**What is asked:**
Copy every one of the entries below word for word.

**The data:**
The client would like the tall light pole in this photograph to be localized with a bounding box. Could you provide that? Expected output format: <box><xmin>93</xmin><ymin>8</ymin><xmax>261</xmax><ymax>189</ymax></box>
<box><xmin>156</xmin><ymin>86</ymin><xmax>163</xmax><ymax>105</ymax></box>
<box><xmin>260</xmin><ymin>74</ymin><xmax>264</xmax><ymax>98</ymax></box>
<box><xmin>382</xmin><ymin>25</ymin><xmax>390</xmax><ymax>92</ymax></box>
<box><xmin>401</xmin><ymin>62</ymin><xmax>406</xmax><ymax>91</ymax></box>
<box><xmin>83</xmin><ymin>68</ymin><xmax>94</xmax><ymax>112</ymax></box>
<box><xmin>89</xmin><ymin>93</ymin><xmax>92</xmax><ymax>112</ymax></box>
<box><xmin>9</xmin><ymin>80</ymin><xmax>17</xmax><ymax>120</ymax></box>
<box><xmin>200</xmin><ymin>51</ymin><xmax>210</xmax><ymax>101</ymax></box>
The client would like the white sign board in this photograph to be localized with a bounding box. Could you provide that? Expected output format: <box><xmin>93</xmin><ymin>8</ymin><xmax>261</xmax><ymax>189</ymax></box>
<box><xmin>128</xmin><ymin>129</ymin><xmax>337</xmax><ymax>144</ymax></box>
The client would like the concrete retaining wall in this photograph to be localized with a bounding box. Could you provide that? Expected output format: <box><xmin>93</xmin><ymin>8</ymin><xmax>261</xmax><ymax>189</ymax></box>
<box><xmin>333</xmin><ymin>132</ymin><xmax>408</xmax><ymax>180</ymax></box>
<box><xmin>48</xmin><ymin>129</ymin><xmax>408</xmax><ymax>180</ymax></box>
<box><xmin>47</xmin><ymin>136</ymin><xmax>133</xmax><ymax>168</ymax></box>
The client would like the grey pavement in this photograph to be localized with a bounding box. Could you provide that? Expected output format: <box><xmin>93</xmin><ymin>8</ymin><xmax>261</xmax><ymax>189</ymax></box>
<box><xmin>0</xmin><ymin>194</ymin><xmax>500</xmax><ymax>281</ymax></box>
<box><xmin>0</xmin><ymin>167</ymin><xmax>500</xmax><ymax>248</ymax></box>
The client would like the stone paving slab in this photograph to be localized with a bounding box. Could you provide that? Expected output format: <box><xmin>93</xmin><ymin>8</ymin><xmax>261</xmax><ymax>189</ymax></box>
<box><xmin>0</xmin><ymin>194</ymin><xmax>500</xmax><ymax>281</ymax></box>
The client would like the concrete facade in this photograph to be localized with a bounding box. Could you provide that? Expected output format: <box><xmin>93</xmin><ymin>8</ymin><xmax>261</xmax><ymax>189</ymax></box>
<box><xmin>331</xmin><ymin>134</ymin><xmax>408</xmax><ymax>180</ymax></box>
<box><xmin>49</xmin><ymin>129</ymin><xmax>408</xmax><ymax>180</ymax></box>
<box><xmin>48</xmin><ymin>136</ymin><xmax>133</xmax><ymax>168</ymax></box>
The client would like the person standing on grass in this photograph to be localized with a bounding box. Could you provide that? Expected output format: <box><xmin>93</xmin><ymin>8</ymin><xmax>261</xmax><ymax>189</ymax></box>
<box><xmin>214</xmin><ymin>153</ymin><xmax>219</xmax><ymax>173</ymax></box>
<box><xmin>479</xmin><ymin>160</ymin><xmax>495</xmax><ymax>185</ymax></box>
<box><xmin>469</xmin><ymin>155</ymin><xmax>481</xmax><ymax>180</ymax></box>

**Finished exercise:**
The client would like the tall light pole in this photograph to be localized with a bounding box. Could you provide that? Expected output format: <box><xmin>93</xmin><ymin>8</ymin><xmax>261</xmax><ymax>189</ymax></box>
<box><xmin>156</xmin><ymin>86</ymin><xmax>163</xmax><ymax>105</ymax></box>
<box><xmin>260</xmin><ymin>74</ymin><xmax>264</xmax><ymax>98</ymax></box>
<box><xmin>382</xmin><ymin>25</ymin><xmax>390</xmax><ymax>92</ymax></box>
<box><xmin>401</xmin><ymin>62</ymin><xmax>406</xmax><ymax>91</ymax></box>
<box><xmin>83</xmin><ymin>68</ymin><xmax>94</xmax><ymax>112</ymax></box>
<box><xmin>89</xmin><ymin>93</ymin><xmax>92</xmax><ymax>112</ymax></box>
<box><xmin>9</xmin><ymin>80</ymin><xmax>17</xmax><ymax>120</ymax></box>
<box><xmin>200</xmin><ymin>51</ymin><xmax>210</xmax><ymax>101</ymax></box>
The client would like the white sign board in this photograph to be localized with a bounding box. Could you provide that? Expected output format: <box><xmin>93</xmin><ymin>8</ymin><xmax>261</xmax><ymax>189</ymax></box>
<box><xmin>128</xmin><ymin>129</ymin><xmax>337</xmax><ymax>144</ymax></box>
The client would like the concrete retaining wall in this photograph to be localized with a bounding box. Could you provide that? Expected output format: <box><xmin>93</xmin><ymin>8</ymin><xmax>261</xmax><ymax>189</ymax></box>
<box><xmin>333</xmin><ymin>132</ymin><xmax>408</xmax><ymax>180</ymax></box>
<box><xmin>48</xmin><ymin>129</ymin><xmax>408</xmax><ymax>180</ymax></box>
<box><xmin>47</xmin><ymin>136</ymin><xmax>133</xmax><ymax>168</ymax></box>
The client would like the grey pavement in this photograph to be localized with a bounding box. Could you provide that? Expected output format: <box><xmin>93</xmin><ymin>8</ymin><xmax>261</xmax><ymax>189</ymax></box>
<box><xmin>0</xmin><ymin>194</ymin><xmax>500</xmax><ymax>281</ymax></box>
<box><xmin>0</xmin><ymin>167</ymin><xmax>500</xmax><ymax>248</ymax></box>
The client would like the stone paving slab in this photograph to be localized with a bounding box. Could you provide that? Expected output format: <box><xmin>93</xmin><ymin>8</ymin><xmax>261</xmax><ymax>189</ymax></box>
<box><xmin>0</xmin><ymin>194</ymin><xmax>500</xmax><ymax>281</ymax></box>
The client would like the concrete facade in this photograph to be localized with a bounding box. Could you provide that? Expected output format: <box><xmin>93</xmin><ymin>8</ymin><xmax>261</xmax><ymax>189</ymax></box>
<box><xmin>331</xmin><ymin>134</ymin><xmax>408</xmax><ymax>180</ymax></box>
<box><xmin>49</xmin><ymin>129</ymin><xmax>408</xmax><ymax>180</ymax></box>
<box><xmin>48</xmin><ymin>136</ymin><xmax>133</xmax><ymax>168</ymax></box>
The client would like the person standing on grass in this photograph to be localized with a bounding box. Could you provide that? Expected output format: <box><xmin>93</xmin><ymin>8</ymin><xmax>261</xmax><ymax>189</ymax></box>
<box><xmin>214</xmin><ymin>153</ymin><xmax>219</xmax><ymax>173</ymax></box>
<box><xmin>479</xmin><ymin>160</ymin><xmax>495</xmax><ymax>185</ymax></box>
<box><xmin>469</xmin><ymin>155</ymin><xmax>481</xmax><ymax>180</ymax></box>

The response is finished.